Extend the forum discussion of Nero Wolfe ebooks, picking up right after its final line.

(Document segment):

** Start **

The Golden Spiders is one of my faves; enjoy!


----------



## Gertie Kindle (Nov 6, 2008)

blackbelt said:


> The Golden Spiders is one of my faves; enjoy!


One thing in that one does upset me.

Right now I'm happily wallowing in _Might As Well Be Dead_.

My latest two purchases should arrive on Wednesday.


----------



## Mike D. aka jmiked (Oct 28, 2008)

There have been half a dozen or so new Wolfe books listed for preorder in the last several weeks. Looks as though the release date is 21 July 2010. All but two are in the $6.50 range or less.

All but a dozen of the 40+ works are now in ebook form. Not bad for a writer who's been dead for 35+ years.

The entire TV series is now listed on Amazon for less than $60. Time for me to purchase!

Mike


----------



## Gertie Kindle (Nov 6, 2008)

jmiked said:


> There have been half a dozen or so new Wolfe books listed for preorder in the last several weeks. Looks as though the release date is 21 July 2010. All but two are in the $6.50 range or less.


I've ordered most of them. Not paying $9.99 yet. I'll save those for last.

Right now, I'm reading a trilogy that I'd never read before, Homicide Trinity. I just never get tired of these.



> All but a dozen of the 40+ works are now in ebook form. Not bad for a writer who's been dead for 35+ years.


Waiting for The Silent Speaker, another favorite. Soon I will have them all. YAY!!



> The entire TV series is now listed on Amazon for less than $60. Time for me to purchase!
> 
> Mike


I've got $50 in GC's coming from my Amazon Visa. Time to cash them in!!


----------



## Mike D. aka jmiked (Oct 28, 2008)

Gertie Kindle 'a/k/a Margaret Lake' said:


> I've ordered most of them. Not paying $9.99 yet. I'll save those for last.


Same here, I've not ordered any of the $9.99 ones yet. I'm hoping that the publisher has some way of noticing that the other publisher is getting sales and they aren't. 

Mike


----------



## Gertie Kindle (Nov 6, 2008)

jmiked said:


> Same here, I've not ordered any of the $9.99 ones yet. I'm hoping that the publisher has some way of noticing that the other publisher is getting sales and they aren't.
> 
> Mike


I think Crimeline is a division of Bantam so I don't understand the big price difference. I'm just happy most of them are reasonably priced.


----------



## jj2339 (Jan 18, 2010)

For the Nero Wolfe books, is it necessary to read them in order? I know for Marple and Poirot occasionally they reference a prior story, but generally are standalone.  I wasn't sure if the Nero books are best read in order, or if I could just pick the ones that interest me the most?


----------



## Gertie Kindle (Nov 6, 2008)

jj2339 said:


> For the Nero Wolfe books, is it necessary to read them in order? I know for Marple and Poirot occasionally they reference a prior story, but generally are standalone. I wasn't sure if the Nero books are best read in order, or if I could just pick the ones that interest me the most?

** End **

(Provided material):

** Start **

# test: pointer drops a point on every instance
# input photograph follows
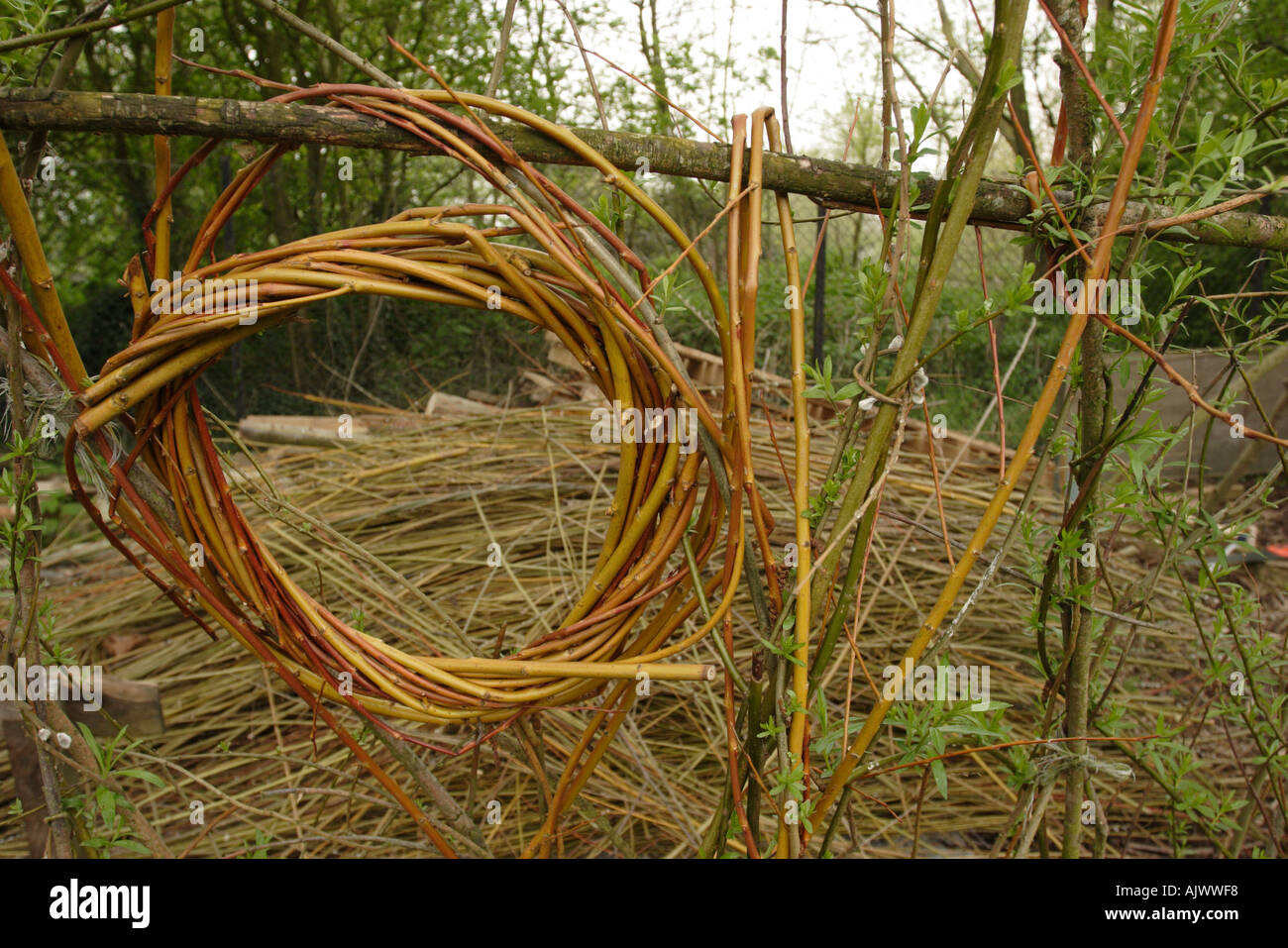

** End **

(Exercise answer):
Occasionally a previous case will be mentioned. Sometimes those cases were never in any of the books, just something made up.

You can read them in any order. Just understand that nobody gets any older in these books, but they do change with the times.

The first one was _Fer-de-Lance_. Here's a link to the books in order.

http://www.fantasticfiction.co.uk/s/rex-stout/

There are three that reference the same master criminal. The first one was _And Be a Villain_, then _The Second Confession_ and finally _In the Best of Families._.

My personal favorites are _The Doorbell Rang_, _The Silent Speaker_ (not kindleized yet) and _The Mother Hunt_.

Until you read several of them, don't read the novella collections. You won't enjoy them as much if you don't understand the dynamics between Wolfe and Archie.

Happy reading. I love these guys.


----------



## daringnovelist (Apr 3, 2010)

jj2339 said:


> For the Nero Wolfe books, is it necessary to read them in order? I know for Marple and Poirot occasionally they reference a prior story, but generally are standalone. I wasn't sure if the Nero books are best read in order, or if I could just pick the ones that interest me the most?


No, it's fine whatever order. Especially with the ones written after WWII. Stout made a point of keeping the world inside the Brownstone the same - with Archie and Wolfe and the others all remaining the same age, same relationships - even as he depicted the world outside as changing. And he did a marvelous job of keeping those characters and relationships fresh, even as they didn't change.

Camille


----------



## Mike D. aka jmiked (Oct 28, 2008)

I'd agree with Gertie; the three Zeck novels (_And Be a Villain_, _The Second Confession_ and _In the Best of Families_) really need to read in publication order. It's not necessary for the others, though.

Mike


----------



## Gertie Kindle (Nov 6, 2008)

The relationship between Wolfe and Archie is key to the series, but there is one other thing that propels you forward in each book. Wolfe (but sometimes Fritz) will use a word or a phrase and then Archie carries it along. It might only be used two or three times, but it gives the story a common thread besides the murder(s).

I plucked my paper copy of _The Silent Speaker_ off the shelves and read it over the weekend. Still one of my faves.


----------



## Mike D. aka jmiked (Oct 28, 2008)

This morning I was saddened to learn that Maury Chaykin passed away yesterday at the age of 61.

Mr. Chaykin gave arguably the best of the Nero Wolfe screen/TV performances in the A&E TV series made from 2001-2002.

http://www.cbc.ca/arts/tv/story/2010/07/27/maury-chaykin-obit.html

I just got the Nero Wolfe complete DVD set last week. I'll have to start watching them and enjoy his performance.

Mike


----------



## Gertie Kindle (Nov 6, 2008)

jmiked said:


> This morning, I was saddened to learn that Maury Chaykin passed away yesterday at the age of 61.
> 
> Mr. Chaykin gave arguably the best of the Nero Wolfe screen/TV performances in the A&E TV series made from 2001-2002.
> 
> ...


That is sad. I wish they had kept making the series.

Got my set the day I left on vacation, so I'll watch it when I get back.

Reading Fer-de-Lance right now.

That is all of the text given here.